Source material.

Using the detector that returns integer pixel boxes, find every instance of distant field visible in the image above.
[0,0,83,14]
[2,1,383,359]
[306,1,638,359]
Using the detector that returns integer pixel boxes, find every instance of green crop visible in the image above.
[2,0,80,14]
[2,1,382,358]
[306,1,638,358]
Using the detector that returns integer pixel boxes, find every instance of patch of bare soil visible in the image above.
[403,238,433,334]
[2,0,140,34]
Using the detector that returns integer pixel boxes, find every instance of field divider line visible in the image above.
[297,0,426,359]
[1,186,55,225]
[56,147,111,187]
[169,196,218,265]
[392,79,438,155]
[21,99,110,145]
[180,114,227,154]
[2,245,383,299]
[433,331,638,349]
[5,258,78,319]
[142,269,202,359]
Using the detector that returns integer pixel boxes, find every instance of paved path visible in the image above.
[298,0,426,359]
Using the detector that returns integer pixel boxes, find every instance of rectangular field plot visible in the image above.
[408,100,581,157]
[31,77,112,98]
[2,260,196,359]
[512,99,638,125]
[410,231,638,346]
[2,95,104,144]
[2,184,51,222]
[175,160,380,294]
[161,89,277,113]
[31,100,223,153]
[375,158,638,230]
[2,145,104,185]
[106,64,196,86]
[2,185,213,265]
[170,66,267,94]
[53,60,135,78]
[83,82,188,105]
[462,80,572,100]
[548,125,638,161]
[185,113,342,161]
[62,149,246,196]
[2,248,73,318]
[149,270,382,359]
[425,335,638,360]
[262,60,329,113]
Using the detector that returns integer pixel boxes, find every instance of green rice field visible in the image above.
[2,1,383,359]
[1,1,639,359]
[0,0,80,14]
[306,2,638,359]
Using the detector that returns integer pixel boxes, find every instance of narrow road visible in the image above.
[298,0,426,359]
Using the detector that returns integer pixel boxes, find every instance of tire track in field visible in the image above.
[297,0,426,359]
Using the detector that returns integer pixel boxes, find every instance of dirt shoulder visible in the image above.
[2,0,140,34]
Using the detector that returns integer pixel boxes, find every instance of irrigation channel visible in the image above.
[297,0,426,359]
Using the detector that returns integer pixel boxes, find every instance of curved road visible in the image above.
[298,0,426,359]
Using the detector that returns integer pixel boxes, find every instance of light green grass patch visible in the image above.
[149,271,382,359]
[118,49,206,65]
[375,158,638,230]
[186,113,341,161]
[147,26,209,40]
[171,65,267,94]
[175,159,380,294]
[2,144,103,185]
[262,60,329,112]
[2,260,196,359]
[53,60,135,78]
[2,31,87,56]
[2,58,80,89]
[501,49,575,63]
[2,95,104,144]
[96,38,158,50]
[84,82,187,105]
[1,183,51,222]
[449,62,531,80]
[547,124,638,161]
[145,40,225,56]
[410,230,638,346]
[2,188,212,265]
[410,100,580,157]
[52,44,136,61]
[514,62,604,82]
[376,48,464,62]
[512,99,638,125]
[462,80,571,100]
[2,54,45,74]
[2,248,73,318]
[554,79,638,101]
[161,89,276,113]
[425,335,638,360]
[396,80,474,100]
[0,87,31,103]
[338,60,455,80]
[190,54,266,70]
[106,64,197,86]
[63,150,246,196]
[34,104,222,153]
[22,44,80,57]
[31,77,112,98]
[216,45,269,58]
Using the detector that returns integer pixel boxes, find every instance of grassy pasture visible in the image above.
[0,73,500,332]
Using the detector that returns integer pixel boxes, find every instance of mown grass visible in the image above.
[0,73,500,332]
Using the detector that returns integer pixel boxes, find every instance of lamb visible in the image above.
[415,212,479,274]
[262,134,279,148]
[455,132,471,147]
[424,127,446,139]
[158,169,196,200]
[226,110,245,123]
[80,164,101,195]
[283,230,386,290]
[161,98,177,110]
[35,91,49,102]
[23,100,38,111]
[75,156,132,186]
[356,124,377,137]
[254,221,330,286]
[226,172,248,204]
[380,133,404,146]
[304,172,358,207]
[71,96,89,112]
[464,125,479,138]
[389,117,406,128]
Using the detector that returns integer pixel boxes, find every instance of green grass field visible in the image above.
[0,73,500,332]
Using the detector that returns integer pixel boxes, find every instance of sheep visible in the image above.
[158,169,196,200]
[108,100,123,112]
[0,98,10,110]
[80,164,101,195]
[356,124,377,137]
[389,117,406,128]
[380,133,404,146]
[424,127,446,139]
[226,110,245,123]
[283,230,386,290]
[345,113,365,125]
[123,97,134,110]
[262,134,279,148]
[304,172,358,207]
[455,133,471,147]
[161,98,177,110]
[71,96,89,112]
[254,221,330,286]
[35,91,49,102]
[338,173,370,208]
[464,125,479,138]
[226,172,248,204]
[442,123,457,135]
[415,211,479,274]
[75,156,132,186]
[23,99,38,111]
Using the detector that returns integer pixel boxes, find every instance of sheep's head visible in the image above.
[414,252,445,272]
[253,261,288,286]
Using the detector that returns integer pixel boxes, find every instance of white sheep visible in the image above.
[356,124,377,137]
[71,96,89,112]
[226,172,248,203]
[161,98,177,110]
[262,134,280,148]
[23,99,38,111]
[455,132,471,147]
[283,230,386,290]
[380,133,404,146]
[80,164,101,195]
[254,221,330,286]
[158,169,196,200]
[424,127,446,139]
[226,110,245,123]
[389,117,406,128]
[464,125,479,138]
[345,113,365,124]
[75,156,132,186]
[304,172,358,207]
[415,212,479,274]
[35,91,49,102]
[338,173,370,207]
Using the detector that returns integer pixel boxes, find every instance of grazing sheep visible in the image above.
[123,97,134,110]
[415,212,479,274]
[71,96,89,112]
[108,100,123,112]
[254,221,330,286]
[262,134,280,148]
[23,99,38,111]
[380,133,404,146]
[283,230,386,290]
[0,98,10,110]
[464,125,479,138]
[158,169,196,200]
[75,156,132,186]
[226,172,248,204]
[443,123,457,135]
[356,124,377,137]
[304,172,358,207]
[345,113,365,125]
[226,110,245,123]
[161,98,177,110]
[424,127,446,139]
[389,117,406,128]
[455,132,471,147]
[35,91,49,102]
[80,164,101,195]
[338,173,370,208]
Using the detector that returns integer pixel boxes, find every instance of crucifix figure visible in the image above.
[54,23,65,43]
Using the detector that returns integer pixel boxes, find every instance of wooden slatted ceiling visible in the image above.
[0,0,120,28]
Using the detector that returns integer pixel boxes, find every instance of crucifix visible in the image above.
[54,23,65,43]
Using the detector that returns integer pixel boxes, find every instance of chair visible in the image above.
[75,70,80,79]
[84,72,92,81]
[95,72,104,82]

Short problem.
Copy the records word for word, starting at the line containing "pasture visible in the image above." and ending after the line containing "[338,173,370,207]".

Solved exercise.
Using the detector that returns integer pixel boxes, find every instance of grassy pasture visible in the image above.
[0,73,500,332]
Using the detector that returns integer pixel boxes, find every instance of mown grass visible in the image above.
[0,73,500,332]
Using the detector that returns integer pixel boxes, find every instance of lamb visible in the image above.
[415,212,479,274]
[262,134,279,148]
[455,132,471,147]
[424,127,446,139]
[158,169,196,200]
[226,110,245,123]
[80,164,101,195]
[283,230,386,290]
[161,98,177,110]
[35,91,49,102]
[23,100,38,111]
[75,156,132,186]
[356,124,377,137]
[254,221,330,286]
[226,172,248,204]
[380,133,404,146]
[304,172,358,207]
[71,96,89,112]
[464,125,479,138]
[389,117,406,128]
Using the detector that returns integer pixel boxes, find every instance of green grass field visible in the image above.
[0,73,500,332]
Using the detector that returns integer pixel boxes, find every instance of sheep visible in the image above.
[158,169,196,200]
[108,100,123,112]
[0,98,10,110]
[80,164,101,195]
[356,124,377,137]
[389,117,406,128]
[380,133,404,146]
[424,127,446,139]
[226,110,245,123]
[283,230,386,290]
[345,113,365,125]
[123,97,134,110]
[262,134,279,148]
[304,172,358,207]
[455,133,471,147]
[161,98,177,110]
[71,96,89,112]
[254,221,330,286]
[35,91,49,102]
[338,173,370,208]
[464,125,479,138]
[226,172,248,204]
[442,123,457,135]
[415,211,479,274]
[75,156,132,186]
[23,99,38,111]
Using the detector that returns integer pixel boxes, find every instance of sheep's head visible in the image above.
[414,252,445,272]
[253,261,288,286]
Using the detector that returns integer pixel boxes, find every instance of white sheep visible in the image above.
[356,124,377,137]
[71,96,89,112]
[226,172,248,203]
[161,98,177,110]
[262,134,280,148]
[23,99,38,111]
[455,132,471,147]
[283,230,386,290]
[380,133,404,146]
[80,164,101,195]
[254,221,330,286]
[158,169,196,200]
[424,127,446,139]
[226,110,245,123]
[389,117,406,128]
[464,125,479,138]
[345,113,365,124]
[75,156,132,186]
[304,172,358,207]
[415,212,479,274]
[35,91,49,102]
[338,173,370,207]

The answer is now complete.